> [Written request 1] From the transcript on experimentation in gaming below, list every name that appears as a speaker label.

> [Text to read]
Good question. So I, surely can I don't know if this specific or this framework would be super useful to them other than an overview of what's possible in thinking through the areas where they might be able to do something. So if we look at the matrix and think, yeah, they'd put in the post-release phase and maybe. Realize that price and offer personalization could be pretty impactful and they might not be doing it yet. So that could be starting point then for them to dive adopting experimentation for that use case. For the audience, I think I said something to about that in, in the beginning, but I think it's more for, yeah, like business people who run the strategy of a company to just challenge the data science and analytics team on what's happening in the different areas. Or just if you want to install an experimentation roadmap as a. As a game publisher, you would probably want to consult this or if you Yeah. Do you need a certain level of ambition and scale, I think, to be making use of this. And, but even if you're a small indie, I think still just glancing over it and seeing, Hey, do, what are we actually doing? Did we do marketability testing for our creatives that we want to use in game? And stuff like that could be quite useful. Because it might not have occurred to you because you only did game design in university and didn't think about marketability testing. So I think even there, this might have some value. But overall it's a bit of a work in progress still, and the audience. Yeah, the, I think is in many different areas. Coming back to what Phil said about the maturity of experimentation also in gaming compared to tech. And it's probably true that the large tech companies run more experiments than the large game companies, at least the more traditional game companies. but still the experimentation programs that you have in gaming are super impressive. And just like even coming back to the challenges we discussed, right? Because the systems are so complex and nuanced, you actually have this richness to play with that is just like phenomenal and interesting. And one company I was thinking about specifically is actually Netflix. cause they are known, right? And very open also about their experimentation programs that they use on the streaming side of things. And they are also, as we all know, a pretty big game publisher by now. And, I actually don't know that they are, or like what they're doing on the gaming site specifically. But

Phillip Black-1:

doing absolutely nothing. Interesting. Don't waste your time.

Julian:

wow, that's harsh. You mean in experimentation or Generally

Chris:

Netflix.

> [Items from a dataset]

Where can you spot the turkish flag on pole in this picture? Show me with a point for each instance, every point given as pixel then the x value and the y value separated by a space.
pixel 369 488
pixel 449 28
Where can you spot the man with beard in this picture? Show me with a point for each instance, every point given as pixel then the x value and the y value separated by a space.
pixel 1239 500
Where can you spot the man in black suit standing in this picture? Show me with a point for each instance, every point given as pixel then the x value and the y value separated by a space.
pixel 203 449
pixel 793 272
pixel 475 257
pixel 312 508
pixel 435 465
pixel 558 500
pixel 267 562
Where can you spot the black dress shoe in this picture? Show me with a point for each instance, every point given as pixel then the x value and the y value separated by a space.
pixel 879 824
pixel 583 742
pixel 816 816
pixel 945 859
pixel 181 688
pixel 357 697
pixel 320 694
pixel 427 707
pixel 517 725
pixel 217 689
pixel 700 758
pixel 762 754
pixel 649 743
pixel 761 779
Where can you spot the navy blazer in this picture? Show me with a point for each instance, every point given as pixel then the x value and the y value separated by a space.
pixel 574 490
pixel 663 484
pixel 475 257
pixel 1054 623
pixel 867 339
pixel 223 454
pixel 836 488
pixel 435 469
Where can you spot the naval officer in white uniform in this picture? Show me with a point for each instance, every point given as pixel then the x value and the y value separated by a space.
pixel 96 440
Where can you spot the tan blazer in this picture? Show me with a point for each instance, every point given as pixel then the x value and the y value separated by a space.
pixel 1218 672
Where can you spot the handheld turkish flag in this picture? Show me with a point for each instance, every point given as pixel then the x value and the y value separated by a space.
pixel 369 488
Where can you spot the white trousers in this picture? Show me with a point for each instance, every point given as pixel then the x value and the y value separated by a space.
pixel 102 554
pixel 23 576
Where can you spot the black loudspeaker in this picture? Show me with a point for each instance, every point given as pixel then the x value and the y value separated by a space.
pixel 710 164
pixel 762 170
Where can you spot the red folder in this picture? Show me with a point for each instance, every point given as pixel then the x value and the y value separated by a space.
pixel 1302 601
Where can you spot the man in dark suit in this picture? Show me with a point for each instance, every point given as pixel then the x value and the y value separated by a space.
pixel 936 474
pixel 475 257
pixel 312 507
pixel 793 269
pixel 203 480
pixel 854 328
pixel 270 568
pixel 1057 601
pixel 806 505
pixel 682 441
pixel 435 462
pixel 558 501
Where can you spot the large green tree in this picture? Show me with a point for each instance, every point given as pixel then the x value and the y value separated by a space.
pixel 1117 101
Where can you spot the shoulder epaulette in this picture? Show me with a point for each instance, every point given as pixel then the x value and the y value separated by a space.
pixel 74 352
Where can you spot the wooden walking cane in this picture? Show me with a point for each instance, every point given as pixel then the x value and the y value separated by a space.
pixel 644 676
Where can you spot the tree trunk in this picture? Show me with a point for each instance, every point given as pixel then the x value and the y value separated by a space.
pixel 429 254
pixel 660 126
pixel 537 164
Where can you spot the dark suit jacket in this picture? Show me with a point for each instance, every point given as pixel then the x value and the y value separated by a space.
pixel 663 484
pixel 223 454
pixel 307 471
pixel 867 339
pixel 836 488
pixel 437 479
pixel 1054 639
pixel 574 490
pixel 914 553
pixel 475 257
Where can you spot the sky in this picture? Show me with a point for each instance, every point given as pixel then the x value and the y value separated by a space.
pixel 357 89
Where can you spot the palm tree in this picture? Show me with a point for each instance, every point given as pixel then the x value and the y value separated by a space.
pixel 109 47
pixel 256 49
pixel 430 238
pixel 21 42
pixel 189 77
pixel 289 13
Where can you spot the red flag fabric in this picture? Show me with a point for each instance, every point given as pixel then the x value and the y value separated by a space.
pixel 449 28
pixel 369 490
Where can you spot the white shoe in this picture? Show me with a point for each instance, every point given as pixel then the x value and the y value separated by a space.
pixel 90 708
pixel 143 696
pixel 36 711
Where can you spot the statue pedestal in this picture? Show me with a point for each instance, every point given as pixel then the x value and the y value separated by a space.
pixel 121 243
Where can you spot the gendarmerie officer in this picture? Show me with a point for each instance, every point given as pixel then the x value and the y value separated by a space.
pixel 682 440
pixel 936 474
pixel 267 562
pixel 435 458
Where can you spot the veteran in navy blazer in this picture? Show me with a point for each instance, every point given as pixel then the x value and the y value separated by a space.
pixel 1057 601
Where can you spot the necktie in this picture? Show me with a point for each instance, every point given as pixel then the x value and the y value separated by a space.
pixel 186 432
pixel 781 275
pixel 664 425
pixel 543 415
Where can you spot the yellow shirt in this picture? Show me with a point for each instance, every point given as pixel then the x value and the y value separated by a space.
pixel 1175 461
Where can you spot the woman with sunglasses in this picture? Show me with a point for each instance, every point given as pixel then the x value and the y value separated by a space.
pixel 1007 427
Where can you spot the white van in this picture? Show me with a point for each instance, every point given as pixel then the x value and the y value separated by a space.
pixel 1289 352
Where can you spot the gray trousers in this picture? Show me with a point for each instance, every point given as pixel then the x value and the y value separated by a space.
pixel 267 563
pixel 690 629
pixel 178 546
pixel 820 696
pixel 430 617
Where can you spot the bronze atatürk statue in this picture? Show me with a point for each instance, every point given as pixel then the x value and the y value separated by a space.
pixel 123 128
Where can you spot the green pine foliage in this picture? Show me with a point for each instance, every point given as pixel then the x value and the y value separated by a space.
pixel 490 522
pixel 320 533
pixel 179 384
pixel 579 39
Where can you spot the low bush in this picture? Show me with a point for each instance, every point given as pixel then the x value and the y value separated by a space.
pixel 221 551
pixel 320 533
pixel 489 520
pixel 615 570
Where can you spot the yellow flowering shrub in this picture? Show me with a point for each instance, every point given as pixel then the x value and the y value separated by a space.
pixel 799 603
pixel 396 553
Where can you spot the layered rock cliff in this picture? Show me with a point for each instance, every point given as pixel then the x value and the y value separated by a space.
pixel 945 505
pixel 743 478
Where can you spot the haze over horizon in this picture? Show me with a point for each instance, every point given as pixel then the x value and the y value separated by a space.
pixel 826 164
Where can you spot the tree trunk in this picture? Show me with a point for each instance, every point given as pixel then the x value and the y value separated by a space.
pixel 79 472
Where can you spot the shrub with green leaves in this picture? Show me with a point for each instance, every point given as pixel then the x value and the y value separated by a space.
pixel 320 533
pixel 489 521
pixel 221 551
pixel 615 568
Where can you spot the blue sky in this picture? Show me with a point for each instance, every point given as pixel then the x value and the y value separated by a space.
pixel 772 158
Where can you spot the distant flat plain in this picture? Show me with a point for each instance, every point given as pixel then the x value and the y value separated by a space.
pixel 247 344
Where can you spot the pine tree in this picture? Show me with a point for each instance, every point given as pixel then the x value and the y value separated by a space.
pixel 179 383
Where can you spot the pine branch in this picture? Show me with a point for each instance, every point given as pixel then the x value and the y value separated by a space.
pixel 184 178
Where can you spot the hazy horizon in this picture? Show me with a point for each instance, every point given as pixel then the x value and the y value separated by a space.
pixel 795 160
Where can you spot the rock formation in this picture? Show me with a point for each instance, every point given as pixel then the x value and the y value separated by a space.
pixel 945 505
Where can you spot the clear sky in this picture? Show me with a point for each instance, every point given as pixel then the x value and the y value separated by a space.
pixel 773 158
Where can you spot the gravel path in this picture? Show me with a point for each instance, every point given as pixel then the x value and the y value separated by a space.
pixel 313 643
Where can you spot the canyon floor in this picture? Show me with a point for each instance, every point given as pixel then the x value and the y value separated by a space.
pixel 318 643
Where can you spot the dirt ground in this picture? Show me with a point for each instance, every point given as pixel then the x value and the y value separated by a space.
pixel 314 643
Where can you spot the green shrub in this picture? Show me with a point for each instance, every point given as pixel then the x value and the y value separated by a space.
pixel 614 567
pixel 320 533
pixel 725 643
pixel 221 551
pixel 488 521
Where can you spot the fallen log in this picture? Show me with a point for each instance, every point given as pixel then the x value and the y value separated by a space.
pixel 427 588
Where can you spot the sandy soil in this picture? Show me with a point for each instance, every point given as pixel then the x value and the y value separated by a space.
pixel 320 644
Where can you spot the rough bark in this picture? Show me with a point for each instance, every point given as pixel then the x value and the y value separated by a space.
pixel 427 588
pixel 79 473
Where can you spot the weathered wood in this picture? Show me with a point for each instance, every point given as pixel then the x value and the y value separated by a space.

> [Written request 2] Edit the records by replacing "picture" with "image". Begin at the first line of the records and stop after the line that contains "pixel 761 779", leaving everything else unchanged.

> [Result 1]
Phillip Black-1
Julian
Chris

> [Result 2]
Where can you spot the turkish flag on pole in this image? Show me with a point for each instance, every point given as pixel then the x value and the y value separated by a space.
pixel 369 488
pixel 449 28
Where can you spot the man with beard in this image? Show me with a point for each instance, every point given as pixel then the x value and the y value separated by a space.
pixel 1239 500
Where can you spot the man in black suit standing in this image? Show me with a point for each instance, every point given as pixel then the x value and the y value separated by a space.
pixel 203 449
pixel 793 272
pixel 475 257
pixel 312 508
pixel 435 465
pixel 558 500
pixel 267 562
Where can you spot the black dress shoe in this image? Show me with a point for each instance, every point given as pixel then the x value and the y value separated by a space.
pixel 879 824
pixel 583 742
pixel 816 816
pixel 945 859
pixel 181 688
pixel 357 697
pixel 320 694
pixel 427 707
pixel 517 725
pixel 217 689
pixel 700 758
pixel 762 754
pixel 649 743
pixel 761 779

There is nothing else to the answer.